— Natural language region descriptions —
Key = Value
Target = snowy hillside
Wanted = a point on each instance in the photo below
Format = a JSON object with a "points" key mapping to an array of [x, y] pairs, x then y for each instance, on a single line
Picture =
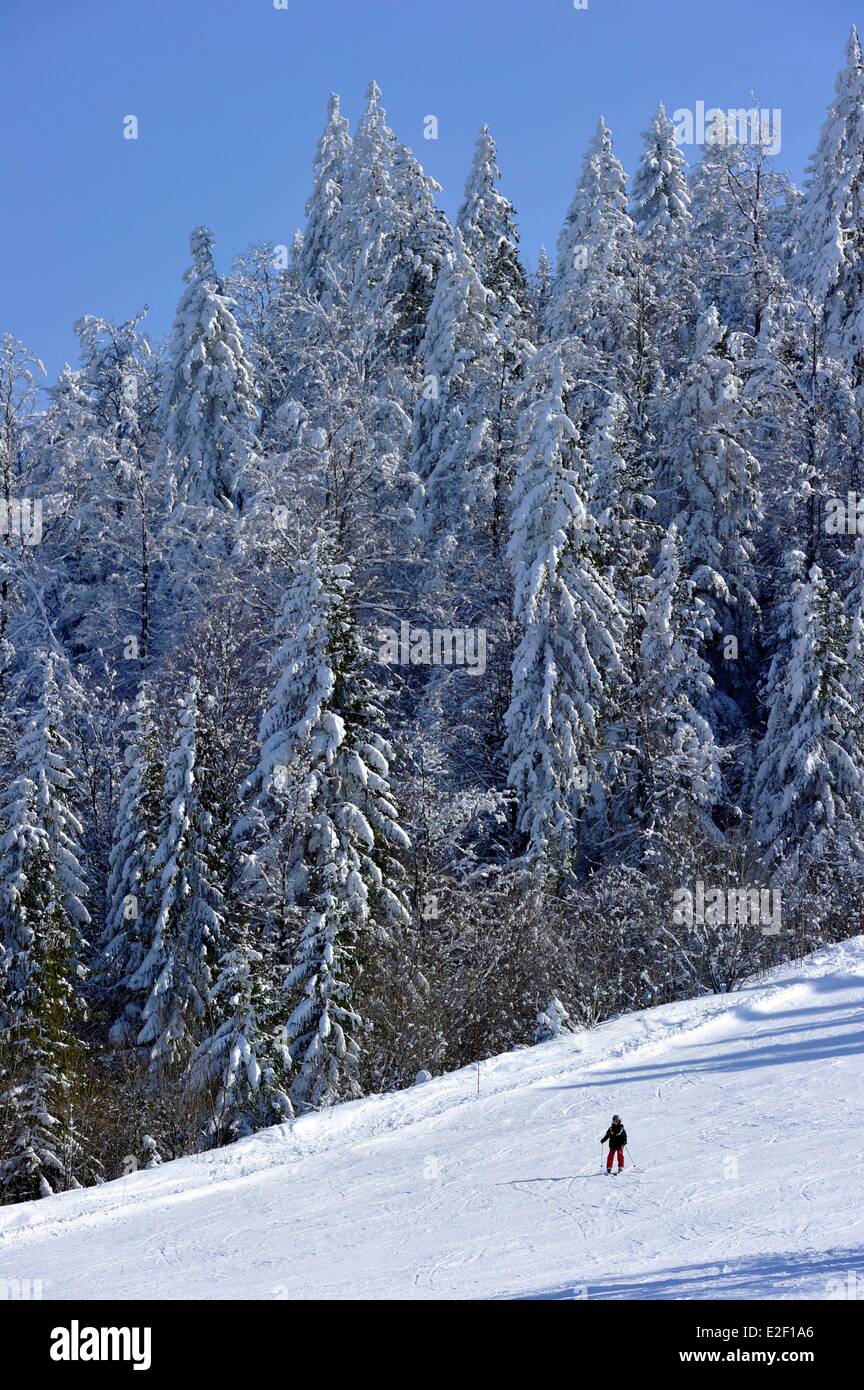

— WORK REQUIRED —
Leaving the pictures out, copy exactly the lines from the line that contains "Format = a JSON" to the last line of the data, both ends included.

— RESPONSE FOR THIS EXERCISE —
Format = a JSON object with a "points" key mapping to an array of [x, y] pairs, x then y for each instance, on a single line
Picture =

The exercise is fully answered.